DOCUMENT EXCERPT
— BEGIN —

Questions Matter
For years I have given younger systems engineers the same advice: ask questions! And then ask more still. Keep asking until it becomes clearer what is driving the situation.
That advice is not so much about being thorough; it is about creating understanding. Developing a good system depends on shared clarity about what success actually looks like, because the things that matter are seldom obvious at first.
Among all the questions an engineer can ask, one seems to come up more than any other: Why? Entire problem-solving approaches have been built around it, including the “Five Whys”, a method associated with Taiichi Ohno and Toyota. The principle is simple: don’t stop at the first answer. Keep asking why, until a deeper understanding of the problem, and perhaps its solution, begin to emerge.
Here, why takes us beneath the visible problem to something more fundamental.
The machine did not stop by chance. It stopped because maintenance had been neglected. Why helped uncover something real beneath the visible fault.

— END —

Using the piece on asking questions above, say whether each statement agrees with it, and quote the words that decide each one: (a) The advice to keep asking questions is mainly about being thorough. (b) The "Five Whys" method is associated with Taiichi Ohno and Toyota. (c) The machine stopped by chance.

RECORDED DATA

— BEGIN —

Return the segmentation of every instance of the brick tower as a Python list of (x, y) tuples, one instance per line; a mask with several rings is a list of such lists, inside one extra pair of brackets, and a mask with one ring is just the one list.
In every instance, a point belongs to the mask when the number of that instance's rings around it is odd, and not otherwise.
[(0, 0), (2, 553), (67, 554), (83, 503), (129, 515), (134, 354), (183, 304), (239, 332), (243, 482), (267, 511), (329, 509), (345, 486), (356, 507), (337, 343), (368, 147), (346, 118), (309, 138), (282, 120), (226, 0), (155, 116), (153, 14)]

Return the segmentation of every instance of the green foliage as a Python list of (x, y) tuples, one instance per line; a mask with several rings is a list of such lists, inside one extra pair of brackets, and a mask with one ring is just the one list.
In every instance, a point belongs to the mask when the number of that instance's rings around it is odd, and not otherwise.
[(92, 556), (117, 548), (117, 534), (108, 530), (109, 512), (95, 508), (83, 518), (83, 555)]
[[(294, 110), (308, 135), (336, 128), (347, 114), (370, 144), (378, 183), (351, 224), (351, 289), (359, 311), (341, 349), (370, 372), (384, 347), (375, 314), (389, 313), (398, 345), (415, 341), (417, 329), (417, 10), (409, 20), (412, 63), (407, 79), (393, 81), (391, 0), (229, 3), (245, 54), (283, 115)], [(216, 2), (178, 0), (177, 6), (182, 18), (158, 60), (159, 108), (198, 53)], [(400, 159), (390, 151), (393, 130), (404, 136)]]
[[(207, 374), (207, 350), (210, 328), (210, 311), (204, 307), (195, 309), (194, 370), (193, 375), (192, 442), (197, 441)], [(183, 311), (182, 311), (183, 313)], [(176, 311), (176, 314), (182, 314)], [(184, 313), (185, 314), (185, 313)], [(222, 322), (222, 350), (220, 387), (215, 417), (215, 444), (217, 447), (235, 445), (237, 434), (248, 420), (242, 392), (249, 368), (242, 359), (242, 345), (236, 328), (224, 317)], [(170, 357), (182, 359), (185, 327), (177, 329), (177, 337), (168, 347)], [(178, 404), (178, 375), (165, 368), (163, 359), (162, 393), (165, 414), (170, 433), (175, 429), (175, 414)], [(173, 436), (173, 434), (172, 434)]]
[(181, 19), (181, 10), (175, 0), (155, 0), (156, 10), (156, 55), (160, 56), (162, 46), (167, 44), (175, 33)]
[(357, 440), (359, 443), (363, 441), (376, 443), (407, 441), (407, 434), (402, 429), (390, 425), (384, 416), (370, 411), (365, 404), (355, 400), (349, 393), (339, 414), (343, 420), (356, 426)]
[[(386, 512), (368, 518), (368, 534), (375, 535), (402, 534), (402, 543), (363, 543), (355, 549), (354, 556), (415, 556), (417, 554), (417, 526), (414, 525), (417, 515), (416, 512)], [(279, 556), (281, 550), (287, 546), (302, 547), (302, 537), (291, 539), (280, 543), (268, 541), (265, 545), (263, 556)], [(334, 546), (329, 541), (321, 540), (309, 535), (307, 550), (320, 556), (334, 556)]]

— END —

WRITTEN ANSWER
(a) No: "That advice is not so much about being thorough; it is about creating understanding."
(b) Yes: "a method associated with Taiichi Ohno and Toyota"
(c) No: "The machine did not stop by chance."